▸ WHAT YOU NEED TO DO:
Render the lines as a numbered list, starting at the line containing "In this practice step, locate the store" and ending with the final line of the items below, with no blank lines.

[Records for identifying positions]
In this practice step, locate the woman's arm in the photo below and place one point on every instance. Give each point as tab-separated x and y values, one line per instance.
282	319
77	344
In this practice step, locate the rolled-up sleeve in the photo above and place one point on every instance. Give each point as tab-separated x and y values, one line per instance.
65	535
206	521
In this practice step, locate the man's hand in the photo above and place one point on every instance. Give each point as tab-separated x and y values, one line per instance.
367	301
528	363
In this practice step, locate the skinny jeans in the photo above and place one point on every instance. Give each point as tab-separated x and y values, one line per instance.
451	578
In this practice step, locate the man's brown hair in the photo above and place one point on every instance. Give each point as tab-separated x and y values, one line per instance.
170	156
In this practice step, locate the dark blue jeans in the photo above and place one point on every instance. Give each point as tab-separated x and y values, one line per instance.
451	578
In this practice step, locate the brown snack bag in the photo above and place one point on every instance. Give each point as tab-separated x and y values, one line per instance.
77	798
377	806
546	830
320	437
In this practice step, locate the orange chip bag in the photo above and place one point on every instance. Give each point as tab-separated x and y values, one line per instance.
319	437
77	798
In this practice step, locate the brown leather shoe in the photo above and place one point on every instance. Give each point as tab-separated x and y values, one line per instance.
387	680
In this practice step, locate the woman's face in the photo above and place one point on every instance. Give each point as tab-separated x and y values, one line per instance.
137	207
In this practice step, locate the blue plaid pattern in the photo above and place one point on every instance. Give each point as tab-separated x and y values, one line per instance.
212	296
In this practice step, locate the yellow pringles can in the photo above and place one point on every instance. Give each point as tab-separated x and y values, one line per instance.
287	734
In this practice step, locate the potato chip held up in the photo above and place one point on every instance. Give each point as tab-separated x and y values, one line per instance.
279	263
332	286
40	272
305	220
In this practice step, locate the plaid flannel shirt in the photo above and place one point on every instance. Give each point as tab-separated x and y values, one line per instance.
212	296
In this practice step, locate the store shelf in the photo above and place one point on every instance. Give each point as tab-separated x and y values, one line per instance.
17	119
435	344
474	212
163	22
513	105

▸ REPLY TO THE EXERCISE:
1. In this practice step, locate the store shelf in the photo above and place one point on every instance. Give each point as tab-separated x and y values, one line per instance.
2. 17	119
3. 435	344
4. 474	212
5. 163	22
6. 513	105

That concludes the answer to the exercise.